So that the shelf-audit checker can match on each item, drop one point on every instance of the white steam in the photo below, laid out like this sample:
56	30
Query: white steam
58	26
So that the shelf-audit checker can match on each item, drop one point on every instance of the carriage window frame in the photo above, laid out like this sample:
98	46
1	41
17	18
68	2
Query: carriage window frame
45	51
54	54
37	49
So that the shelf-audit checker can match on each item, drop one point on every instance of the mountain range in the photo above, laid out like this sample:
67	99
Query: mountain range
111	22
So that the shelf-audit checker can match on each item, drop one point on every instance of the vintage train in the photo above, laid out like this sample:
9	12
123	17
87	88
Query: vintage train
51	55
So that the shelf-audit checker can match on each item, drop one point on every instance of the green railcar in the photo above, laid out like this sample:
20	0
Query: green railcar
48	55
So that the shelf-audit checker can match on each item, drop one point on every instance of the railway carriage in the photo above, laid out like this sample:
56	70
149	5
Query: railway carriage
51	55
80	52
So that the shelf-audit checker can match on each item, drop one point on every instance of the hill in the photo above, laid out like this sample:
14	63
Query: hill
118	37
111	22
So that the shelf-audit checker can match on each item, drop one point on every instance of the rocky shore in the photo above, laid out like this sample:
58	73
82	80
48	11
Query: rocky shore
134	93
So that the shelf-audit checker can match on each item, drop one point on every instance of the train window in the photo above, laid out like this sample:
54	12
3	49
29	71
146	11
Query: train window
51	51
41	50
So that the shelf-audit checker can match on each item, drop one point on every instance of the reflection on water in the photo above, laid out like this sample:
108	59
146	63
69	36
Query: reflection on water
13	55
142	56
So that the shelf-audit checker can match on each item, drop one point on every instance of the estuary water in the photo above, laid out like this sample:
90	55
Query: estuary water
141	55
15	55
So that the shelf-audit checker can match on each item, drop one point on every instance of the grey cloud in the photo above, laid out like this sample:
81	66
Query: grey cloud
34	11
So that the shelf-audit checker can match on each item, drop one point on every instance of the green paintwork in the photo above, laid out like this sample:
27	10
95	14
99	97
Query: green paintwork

Problem statement.
Return the number of lines in the material holding the string "above", and no other text.

The answer.
12